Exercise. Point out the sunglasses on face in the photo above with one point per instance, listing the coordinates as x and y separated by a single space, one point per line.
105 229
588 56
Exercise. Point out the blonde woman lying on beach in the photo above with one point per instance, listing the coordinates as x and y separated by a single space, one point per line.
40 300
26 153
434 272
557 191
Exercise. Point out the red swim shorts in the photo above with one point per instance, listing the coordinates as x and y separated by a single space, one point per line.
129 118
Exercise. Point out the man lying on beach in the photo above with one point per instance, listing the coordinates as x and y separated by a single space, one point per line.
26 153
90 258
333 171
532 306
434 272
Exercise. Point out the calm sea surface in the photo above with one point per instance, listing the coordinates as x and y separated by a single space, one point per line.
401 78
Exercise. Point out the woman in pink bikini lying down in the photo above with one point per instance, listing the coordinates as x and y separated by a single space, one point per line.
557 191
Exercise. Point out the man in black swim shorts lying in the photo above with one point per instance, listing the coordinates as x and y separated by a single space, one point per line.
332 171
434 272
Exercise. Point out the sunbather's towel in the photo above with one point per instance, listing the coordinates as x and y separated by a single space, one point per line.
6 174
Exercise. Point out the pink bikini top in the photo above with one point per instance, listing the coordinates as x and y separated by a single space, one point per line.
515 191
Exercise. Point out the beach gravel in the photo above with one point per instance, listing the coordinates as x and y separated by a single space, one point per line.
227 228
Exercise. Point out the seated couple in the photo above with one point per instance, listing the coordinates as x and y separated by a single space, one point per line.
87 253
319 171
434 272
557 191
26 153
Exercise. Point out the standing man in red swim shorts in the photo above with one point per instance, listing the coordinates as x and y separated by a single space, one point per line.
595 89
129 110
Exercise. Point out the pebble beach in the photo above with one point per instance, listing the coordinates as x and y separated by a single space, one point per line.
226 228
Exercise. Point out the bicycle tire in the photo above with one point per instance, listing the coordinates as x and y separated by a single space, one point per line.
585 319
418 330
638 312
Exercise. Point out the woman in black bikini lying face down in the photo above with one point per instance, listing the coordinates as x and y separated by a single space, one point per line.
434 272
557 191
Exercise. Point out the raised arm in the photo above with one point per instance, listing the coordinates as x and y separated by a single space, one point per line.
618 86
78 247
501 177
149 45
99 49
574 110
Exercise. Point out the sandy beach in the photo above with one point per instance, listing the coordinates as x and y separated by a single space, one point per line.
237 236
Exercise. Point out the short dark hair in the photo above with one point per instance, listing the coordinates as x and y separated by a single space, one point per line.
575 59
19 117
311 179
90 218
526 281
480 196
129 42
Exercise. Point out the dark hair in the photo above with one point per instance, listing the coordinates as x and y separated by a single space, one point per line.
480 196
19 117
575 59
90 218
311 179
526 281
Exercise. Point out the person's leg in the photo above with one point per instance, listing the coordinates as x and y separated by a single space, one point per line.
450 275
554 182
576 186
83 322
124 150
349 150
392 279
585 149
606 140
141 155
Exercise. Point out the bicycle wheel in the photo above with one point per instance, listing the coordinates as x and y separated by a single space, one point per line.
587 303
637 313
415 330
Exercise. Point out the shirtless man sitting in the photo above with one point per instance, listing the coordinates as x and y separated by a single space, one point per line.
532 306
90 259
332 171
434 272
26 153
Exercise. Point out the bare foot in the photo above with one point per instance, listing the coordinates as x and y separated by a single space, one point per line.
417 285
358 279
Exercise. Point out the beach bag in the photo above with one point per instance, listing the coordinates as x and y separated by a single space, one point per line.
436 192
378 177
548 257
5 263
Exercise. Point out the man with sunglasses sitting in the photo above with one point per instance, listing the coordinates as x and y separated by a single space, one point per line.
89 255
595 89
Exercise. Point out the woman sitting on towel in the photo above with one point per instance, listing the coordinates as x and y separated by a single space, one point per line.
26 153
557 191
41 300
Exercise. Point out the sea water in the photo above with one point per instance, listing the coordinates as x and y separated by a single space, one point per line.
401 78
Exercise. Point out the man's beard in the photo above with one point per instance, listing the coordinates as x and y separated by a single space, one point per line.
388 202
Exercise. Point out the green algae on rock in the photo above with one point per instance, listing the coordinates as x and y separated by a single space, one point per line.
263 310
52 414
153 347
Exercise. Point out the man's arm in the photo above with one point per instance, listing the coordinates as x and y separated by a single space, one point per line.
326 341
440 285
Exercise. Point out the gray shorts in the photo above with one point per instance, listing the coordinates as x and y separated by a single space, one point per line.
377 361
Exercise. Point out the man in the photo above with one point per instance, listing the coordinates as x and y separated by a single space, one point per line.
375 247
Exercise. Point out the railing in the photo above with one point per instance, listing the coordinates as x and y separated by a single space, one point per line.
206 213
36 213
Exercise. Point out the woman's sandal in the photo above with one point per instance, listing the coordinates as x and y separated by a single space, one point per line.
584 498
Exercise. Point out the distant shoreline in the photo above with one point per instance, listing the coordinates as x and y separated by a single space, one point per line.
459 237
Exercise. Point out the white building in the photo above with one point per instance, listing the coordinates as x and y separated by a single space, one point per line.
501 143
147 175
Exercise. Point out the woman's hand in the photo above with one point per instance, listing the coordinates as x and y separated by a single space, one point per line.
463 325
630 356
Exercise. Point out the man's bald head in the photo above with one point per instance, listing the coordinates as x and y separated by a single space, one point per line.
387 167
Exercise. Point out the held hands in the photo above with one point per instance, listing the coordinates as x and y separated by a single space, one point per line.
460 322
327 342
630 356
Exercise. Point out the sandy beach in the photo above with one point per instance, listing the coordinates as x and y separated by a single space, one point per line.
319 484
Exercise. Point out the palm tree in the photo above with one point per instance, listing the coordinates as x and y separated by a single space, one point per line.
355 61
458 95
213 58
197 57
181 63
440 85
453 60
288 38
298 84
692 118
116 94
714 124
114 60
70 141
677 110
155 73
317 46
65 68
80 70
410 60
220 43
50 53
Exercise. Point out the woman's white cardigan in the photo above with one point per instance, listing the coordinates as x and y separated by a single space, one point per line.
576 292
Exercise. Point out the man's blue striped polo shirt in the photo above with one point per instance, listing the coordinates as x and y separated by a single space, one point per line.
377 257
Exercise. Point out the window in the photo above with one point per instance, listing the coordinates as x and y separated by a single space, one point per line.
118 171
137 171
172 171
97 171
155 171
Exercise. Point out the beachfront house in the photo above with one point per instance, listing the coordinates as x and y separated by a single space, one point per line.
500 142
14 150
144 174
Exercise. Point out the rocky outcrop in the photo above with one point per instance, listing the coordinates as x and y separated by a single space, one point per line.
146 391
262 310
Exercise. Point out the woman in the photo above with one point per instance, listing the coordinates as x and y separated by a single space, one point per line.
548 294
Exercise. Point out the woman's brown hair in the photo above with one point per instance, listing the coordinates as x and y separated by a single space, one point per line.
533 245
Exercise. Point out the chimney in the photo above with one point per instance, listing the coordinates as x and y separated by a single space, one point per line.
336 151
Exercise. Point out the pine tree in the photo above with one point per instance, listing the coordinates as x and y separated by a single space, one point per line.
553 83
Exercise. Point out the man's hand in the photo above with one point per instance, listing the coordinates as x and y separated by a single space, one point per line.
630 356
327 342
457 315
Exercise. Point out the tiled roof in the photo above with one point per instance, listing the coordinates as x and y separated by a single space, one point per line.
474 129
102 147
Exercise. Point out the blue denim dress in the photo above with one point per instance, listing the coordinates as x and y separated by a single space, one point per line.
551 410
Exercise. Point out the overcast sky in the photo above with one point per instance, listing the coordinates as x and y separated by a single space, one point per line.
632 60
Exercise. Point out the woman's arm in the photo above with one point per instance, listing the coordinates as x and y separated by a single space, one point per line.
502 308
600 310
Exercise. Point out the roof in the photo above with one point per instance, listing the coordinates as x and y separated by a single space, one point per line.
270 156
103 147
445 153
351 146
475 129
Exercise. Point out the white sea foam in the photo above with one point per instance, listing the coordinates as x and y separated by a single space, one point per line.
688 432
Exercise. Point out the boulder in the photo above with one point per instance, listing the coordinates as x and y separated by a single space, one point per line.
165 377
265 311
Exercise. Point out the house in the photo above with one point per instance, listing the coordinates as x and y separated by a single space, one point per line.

------------------------------------

=== WHAT THE TASK REQUIRES ===
Reproduce word for word the stretch from the line containing "Exercise. Point out the roof" through the end of the material.

=== OUTPUT BELOW ===
Exercise. Point out the roof in the photo above with one point per instance, listing the coordinates as x and y separated by a single space, one point per line.
270 156
103 147
445 153
351 146
475 129
Exercise. Point out the white sea foam in the photo above with one point per instance, listing the coordinates as x and y separated by a single space, one point per line.
688 432
Exercise. Point out the boulder in the photo above with one point per instance, listing the coordinates as x and y separated by a single space, one point per line.
165 377
265 311
Exercise. Point out the house in the photo above with one point per instance, listing the coordinates as x and y separated by a single space, one point per line.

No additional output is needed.